_Collected data entries_.
>>>>>

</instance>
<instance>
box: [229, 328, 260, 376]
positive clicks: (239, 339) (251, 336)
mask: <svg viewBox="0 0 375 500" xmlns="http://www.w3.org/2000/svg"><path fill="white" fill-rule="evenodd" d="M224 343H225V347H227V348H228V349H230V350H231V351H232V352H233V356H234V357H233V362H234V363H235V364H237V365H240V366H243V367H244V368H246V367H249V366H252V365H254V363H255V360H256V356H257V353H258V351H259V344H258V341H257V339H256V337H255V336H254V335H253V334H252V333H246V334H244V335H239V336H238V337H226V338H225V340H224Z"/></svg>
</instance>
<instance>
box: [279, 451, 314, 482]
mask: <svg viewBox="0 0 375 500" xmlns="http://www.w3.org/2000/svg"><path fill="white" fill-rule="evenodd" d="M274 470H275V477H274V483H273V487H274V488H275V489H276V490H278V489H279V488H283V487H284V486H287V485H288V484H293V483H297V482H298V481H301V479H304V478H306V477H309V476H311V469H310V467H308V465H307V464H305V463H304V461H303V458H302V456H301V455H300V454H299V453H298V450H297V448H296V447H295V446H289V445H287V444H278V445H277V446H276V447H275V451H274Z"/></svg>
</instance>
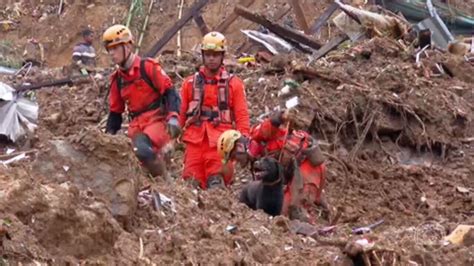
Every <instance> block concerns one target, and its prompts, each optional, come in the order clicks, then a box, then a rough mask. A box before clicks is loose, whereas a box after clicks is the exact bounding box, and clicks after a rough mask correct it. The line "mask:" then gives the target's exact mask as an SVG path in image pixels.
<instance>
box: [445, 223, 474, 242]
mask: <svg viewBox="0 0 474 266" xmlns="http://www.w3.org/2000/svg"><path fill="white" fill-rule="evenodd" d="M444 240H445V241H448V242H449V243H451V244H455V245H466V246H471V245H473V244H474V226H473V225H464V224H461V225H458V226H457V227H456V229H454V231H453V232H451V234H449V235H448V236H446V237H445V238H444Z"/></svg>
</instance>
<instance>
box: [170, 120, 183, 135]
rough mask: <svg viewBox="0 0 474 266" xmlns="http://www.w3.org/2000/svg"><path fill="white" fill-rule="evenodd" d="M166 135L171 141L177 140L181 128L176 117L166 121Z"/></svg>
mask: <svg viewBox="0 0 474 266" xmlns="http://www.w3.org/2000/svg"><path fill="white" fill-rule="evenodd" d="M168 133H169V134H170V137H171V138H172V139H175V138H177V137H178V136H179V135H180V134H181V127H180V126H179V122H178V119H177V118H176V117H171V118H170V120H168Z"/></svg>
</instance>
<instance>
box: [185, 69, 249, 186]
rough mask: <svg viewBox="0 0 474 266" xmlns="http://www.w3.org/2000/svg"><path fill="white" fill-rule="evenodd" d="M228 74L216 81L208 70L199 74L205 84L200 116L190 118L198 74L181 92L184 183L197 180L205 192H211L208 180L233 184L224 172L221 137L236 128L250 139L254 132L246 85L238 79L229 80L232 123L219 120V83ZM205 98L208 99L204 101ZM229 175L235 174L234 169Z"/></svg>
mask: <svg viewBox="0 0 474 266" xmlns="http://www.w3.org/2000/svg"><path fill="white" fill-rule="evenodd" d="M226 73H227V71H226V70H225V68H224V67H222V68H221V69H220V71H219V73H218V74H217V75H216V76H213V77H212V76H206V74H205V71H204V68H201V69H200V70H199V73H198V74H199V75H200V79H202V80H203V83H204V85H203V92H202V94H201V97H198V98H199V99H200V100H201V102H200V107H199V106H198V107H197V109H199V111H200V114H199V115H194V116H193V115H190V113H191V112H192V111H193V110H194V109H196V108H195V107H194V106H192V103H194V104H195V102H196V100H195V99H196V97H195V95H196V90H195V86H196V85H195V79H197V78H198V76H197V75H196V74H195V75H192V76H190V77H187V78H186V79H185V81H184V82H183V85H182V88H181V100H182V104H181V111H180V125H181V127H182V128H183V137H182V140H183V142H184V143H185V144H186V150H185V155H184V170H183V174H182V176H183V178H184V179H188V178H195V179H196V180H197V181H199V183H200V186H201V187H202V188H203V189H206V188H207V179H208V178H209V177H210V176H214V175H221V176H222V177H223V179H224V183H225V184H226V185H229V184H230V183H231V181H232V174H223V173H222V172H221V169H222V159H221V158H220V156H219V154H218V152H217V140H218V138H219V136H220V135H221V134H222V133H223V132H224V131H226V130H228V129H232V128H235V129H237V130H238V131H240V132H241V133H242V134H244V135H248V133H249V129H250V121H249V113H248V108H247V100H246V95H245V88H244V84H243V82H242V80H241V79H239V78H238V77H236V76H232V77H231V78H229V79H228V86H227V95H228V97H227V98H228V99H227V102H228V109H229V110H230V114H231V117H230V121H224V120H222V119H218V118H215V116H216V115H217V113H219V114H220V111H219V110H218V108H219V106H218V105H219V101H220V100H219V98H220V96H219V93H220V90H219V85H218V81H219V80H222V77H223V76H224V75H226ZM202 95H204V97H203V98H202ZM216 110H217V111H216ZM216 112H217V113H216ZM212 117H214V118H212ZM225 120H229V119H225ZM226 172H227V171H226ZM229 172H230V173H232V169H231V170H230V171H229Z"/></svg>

<<<<<

_TASK DETAILS_. The entries above, every one of them, should be retyped exactly, with no pictures carried over.

_RESULT FOR THIS EXERCISE_.
</instance>
<instance>
box: [229, 328, 260, 376]
positive clicks: (239, 339) (251, 336)
mask: <svg viewBox="0 0 375 500" xmlns="http://www.w3.org/2000/svg"><path fill="white" fill-rule="evenodd" d="M224 343H225V347H227V348H228V349H230V350H231V351H232V352H233V356H234V357H233V362H234V363H235V364H237V365H240V366H243V367H244V368H246V367H249V366H252V365H254V363H255V360H256V356H257V353H258V351H259V344H258V341H257V339H256V337H255V336H254V335H253V334H252V333H246V334H244V335H239V336H238V337H226V338H225V340H224Z"/></svg>
</instance>
<instance>
box: [279, 451, 314, 482]
mask: <svg viewBox="0 0 375 500" xmlns="http://www.w3.org/2000/svg"><path fill="white" fill-rule="evenodd" d="M274 470H275V477H274V483H273V487H274V488H275V489H276V490H278V489H279V488H283V487H284V486H287V485H288V484H293V483H297V482H298V481H301V479H304V478H306V477H309V476H311V469H310V467H308V465H307V464H305V463H304V461H303V458H302V456H301V455H300V454H299V453H298V450H297V448H296V447H295V446H289V445H287V444H278V445H277V446H276V447H275V451H274Z"/></svg>
</instance>
Every <instance> block concerns one target, and its prompts, each optional, come in the order clicks, then a box, then a rough mask. A box before clicks is loose, whereas a box after clicks is the exact bounding box, and clicks after a rough mask correct it. The line "mask:" then gives the target's exact mask as an SVG path in image pixels.
<instance>
box: [445, 223, 474, 242]
mask: <svg viewBox="0 0 474 266" xmlns="http://www.w3.org/2000/svg"><path fill="white" fill-rule="evenodd" d="M444 240H445V241H448V242H449V243H451V244H455V245H466V246H471V245H473V244H474V226H473V225H464V224H461V225H458V226H457V227H456V229H454V231H453V232H451V234H449V235H448V236H446V237H445V238H444Z"/></svg>
</instance>
<instance>
box: [170, 120, 183, 135]
rough mask: <svg viewBox="0 0 474 266" xmlns="http://www.w3.org/2000/svg"><path fill="white" fill-rule="evenodd" d="M166 135L171 141L177 140L181 128L176 117L166 121Z"/></svg>
mask: <svg viewBox="0 0 474 266" xmlns="http://www.w3.org/2000/svg"><path fill="white" fill-rule="evenodd" d="M168 133H169V134H170V137H171V138H172V139H175V138H177V137H178V136H179V135H180V134H181V127H180V126H179V122H178V119H177V118H176V117H171V118H170V120H168Z"/></svg>
</instance>
<instance>
box: [185, 69, 249, 186]
rough mask: <svg viewBox="0 0 474 266" xmlns="http://www.w3.org/2000/svg"><path fill="white" fill-rule="evenodd" d="M228 74L216 81L208 70L199 74L205 84L200 116L190 118L198 74L181 92L184 183L197 180L205 192H211L208 180L233 184L224 172L221 137L236 128L250 139L254 132L246 85L238 79L229 80L232 123L219 120V83ZM205 98L208 99L204 101ZM229 175L235 174L234 169Z"/></svg>
mask: <svg viewBox="0 0 474 266" xmlns="http://www.w3.org/2000/svg"><path fill="white" fill-rule="evenodd" d="M226 73H227V71H226V70H225V68H224V67H222V68H221V69H220V71H219V73H218V74H217V75H216V76H213V77H212V76H206V74H205V71H204V68H201V69H200V70H199V73H198V74H199V75H200V79H202V80H203V83H204V85H203V92H202V94H201V97H198V98H199V99H200V100H201V102H200V107H199V106H198V107H197V109H199V111H200V114H199V115H194V116H193V115H190V113H191V112H192V111H193V110H194V109H196V108H195V107H194V106H192V103H194V104H195V102H196V100H195V99H196V97H195V95H196V90H195V86H196V85H195V79H197V78H198V76H197V75H196V74H195V75H192V76H190V77H187V78H186V79H185V81H184V82H183V85H182V88H181V100H182V104H181V111H180V125H181V127H182V128H183V137H182V140H183V142H184V143H185V144H186V150H185V155H184V170H183V174H182V176H183V178H184V179H188V178H195V179H196V180H197V181H199V183H200V186H201V187H202V188H203V189H206V188H207V179H208V178H209V177H210V176H214V175H221V176H222V177H223V179H224V183H225V184H226V185H229V184H230V183H231V181H232V174H223V173H222V172H221V169H222V159H221V158H220V156H219V154H218V152H217V140H218V138H219V136H220V135H221V134H222V133H223V132H224V131H226V130H228V129H232V128H235V129H237V130H238V131H240V132H241V133H242V134H244V135H248V133H249V129H250V121H249V113H248V108H247V100H246V95H245V88H244V84H243V82H242V80H241V79H239V78H238V77H236V76H232V77H231V78H229V79H228V86H227V95H228V97H227V98H228V99H227V102H228V109H229V110H230V114H231V117H230V121H224V120H222V119H218V118H215V116H216V115H217V113H219V114H220V111H219V110H218V108H219V106H218V105H219V101H220V100H219V98H220V96H219V93H220V90H219V85H218V81H219V80H222V77H223V76H224V75H226ZM202 95H204V97H203V98H202ZM216 110H217V111H216ZM216 112H217V113H216ZM212 117H214V118H212ZM225 120H229V119H225ZM226 172H227V171H226ZM229 172H230V173H232V169H231V170H230V171H229Z"/></svg>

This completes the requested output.